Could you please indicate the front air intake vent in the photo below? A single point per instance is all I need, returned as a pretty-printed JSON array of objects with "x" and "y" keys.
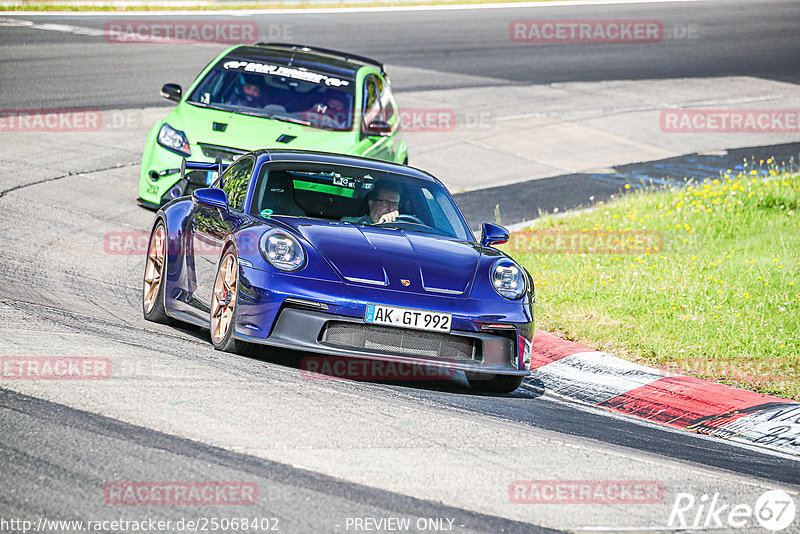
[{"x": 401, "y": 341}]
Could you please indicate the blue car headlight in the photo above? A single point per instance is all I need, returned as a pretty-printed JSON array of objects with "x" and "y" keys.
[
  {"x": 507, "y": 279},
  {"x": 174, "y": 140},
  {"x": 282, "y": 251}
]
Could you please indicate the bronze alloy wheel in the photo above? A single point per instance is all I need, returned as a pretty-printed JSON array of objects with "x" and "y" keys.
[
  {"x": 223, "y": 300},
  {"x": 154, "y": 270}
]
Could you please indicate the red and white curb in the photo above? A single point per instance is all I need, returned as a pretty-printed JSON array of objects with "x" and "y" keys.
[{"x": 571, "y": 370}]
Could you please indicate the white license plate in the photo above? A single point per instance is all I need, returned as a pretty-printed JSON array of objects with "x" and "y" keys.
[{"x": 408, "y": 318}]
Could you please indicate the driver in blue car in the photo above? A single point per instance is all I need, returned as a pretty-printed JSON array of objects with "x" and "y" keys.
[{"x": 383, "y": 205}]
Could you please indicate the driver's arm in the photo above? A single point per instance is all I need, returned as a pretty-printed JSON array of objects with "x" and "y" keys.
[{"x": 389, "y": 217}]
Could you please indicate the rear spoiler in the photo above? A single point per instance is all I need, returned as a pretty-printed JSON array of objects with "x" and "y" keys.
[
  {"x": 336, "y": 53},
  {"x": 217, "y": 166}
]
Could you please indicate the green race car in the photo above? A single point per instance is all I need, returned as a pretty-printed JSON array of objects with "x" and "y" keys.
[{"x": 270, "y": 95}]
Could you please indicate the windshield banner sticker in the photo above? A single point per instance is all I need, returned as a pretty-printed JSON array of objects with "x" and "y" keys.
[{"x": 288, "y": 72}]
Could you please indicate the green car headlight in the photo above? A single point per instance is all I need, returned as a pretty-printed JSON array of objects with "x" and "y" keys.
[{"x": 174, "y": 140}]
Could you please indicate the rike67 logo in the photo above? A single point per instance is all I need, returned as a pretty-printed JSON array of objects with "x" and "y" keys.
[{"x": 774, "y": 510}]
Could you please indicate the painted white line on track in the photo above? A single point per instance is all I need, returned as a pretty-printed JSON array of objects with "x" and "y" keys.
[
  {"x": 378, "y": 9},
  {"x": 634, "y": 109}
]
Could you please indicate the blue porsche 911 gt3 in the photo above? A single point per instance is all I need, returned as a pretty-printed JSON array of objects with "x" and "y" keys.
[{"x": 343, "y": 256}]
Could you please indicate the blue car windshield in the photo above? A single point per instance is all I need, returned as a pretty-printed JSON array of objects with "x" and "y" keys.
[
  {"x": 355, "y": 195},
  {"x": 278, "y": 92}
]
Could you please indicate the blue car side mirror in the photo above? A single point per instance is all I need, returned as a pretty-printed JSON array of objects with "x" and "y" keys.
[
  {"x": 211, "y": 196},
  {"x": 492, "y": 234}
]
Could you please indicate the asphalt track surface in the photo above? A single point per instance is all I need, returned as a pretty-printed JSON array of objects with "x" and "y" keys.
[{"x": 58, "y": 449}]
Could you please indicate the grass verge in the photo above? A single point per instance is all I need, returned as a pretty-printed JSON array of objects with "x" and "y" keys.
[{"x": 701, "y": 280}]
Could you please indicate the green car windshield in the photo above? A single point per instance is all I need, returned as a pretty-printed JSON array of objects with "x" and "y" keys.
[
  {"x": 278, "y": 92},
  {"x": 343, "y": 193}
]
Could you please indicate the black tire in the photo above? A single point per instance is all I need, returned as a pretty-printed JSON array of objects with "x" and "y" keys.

-=-=-

* Brief: Revise every row above so that "photo" becomes "image" wherever it occurs, leaving all other text unchanged. Omit the picture from the output.

* Written reply:
Could you please indicate the front air intake vent in the image below? A single point per instance is all I need, returned as a pretty-printed JSON array of objects with "x" and "y" keys.
[{"x": 401, "y": 341}]
Could you please indicate the blue car headlight in the image above? A single point per instance is all I need, returned as a pretty-printed JSON array of objects with "x" and "y" keys.
[
  {"x": 507, "y": 279},
  {"x": 174, "y": 140},
  {"x": 282, "y": 251}
]
Could you please indicate the bronze alloy wheel in the image above? A single point per instance is all I need, returned as a pretty-printed JSON array of objects with "x" and "y" keys.
[
  {"x": 223, "y": 300},
  {"x": 154, "y": 270}
]
Could you please indicate the red and white curb in the image above? A single point per instance is all I need, returned as a pretty-printed JSON array of objects with "x" and "y" keys.
[{"x": 571, "y": 370}]
Could you please indicate the white license plate in the image above? A single point per instance is all I need, returned as a pretty-printed JSON array of objects with "x" and "y" keys.
[{"x": 408, "y": 318}]
Could you please indicate the driver in blue car in the image above? A single point per instance is all I need, returned as a pretty-printed JSON array of objects with "x" and "y" keys.
[{"x": 383, "y": 205}]
Could you please indicate the driver's arm in the image above? A single point per instance is all I need, returned as a pretty-printed JSON array of objects with "x" and "y" keys.
[{"x": 389, "y": 217}]
Could you please indicate the rear spoiler in the image above? A single point per instance is all I need, returned as a pretty-printed JSON array of objects with "x" and "y" keys.
[
  {"x": 336, "y": 53},
  {"x": 217, "y": 166}
]
Could you please indicate the green race car in the image above? A single point per instance is all I need, returned as a pretty-printed JSON array of objects with "x" and "y" keys.
[{"x": 270, "y": 95}]
Could you please indicate the windshield banner sticker in the image above? A single point per instance is all I need, returned as a pretty-printed JSON array of objects with "x" and "y" keys.
[{"x": 288, "y": 72}]
Could you please indicate the green car headlight in the image above? A single point per instance is all I need, returned as a pretty-printed JSON array of objects with "x" and "y" keys.
[{"x": 174, "y": 140}]
Could you please indicate the rike67 logo in the image above? A single point per instance is all I need, returned as a pretty-printed JSON array of objects with "x" and "y" keys.
[{"x": 774, "y": 510}]
Could you please indicate the painted white line on track in the image above? A single point per instance is all I need, returned as a pretty-printed JSON array of objects with "x" and "y" keys.
[
  {"x": 378, "y": 9},
  {"x": 634, "y": 109}
]
Could you please indicate the blue porsche 911 gt3 in the image above? A single point per instance is all I need, returned as a pretty-printed JSON array of objects with "x" and "y" keys.
[{"x": 343, "y": 256}]
Could you please indicate the blue car windshield in the image above? A single point per instance is all I need, returned as a pretty-printed JSON array of objects with "x" and "y" keys.
[
  {"x": 355, "y": 195},
  {"x": 278, "y": 92}
]
Could you please indicate the blue car side mirror in the image above? A single point per instance is all I need, returned as a pretty-printed JSON array of objects with "x" and "y" keys.
[
  {"x": 211, "y": 196},
  {"x": 492, "y": 234}
]
Could you please indicate the asphalt track surface in the image above? A single point per instance is all I need, returned as a pretty-printed JSON array of objects with "x" and "y" keys.
[{"x": 58, "y": 449}]
Could you please indicate the grass verge in the image above? A single point per instance is all I need, returned as a pretty-printed JSON array of objects with "x" and "y" keys.
[{"x": 701, "y": 280}]
Could you please indicate the green car windshield in the image above? A single point per instance is all I need, returned as a pretty-printed JSON array of objects with "x" and "y" keys.
[
  {"x": 278, "y": 92},
  {"x": 343, "y": 193}
]
Could you please indicate the black tire in the image above? A single point per instance is all I need, returned as a pretty-printed JSON array of objects with "x" and "y" keys.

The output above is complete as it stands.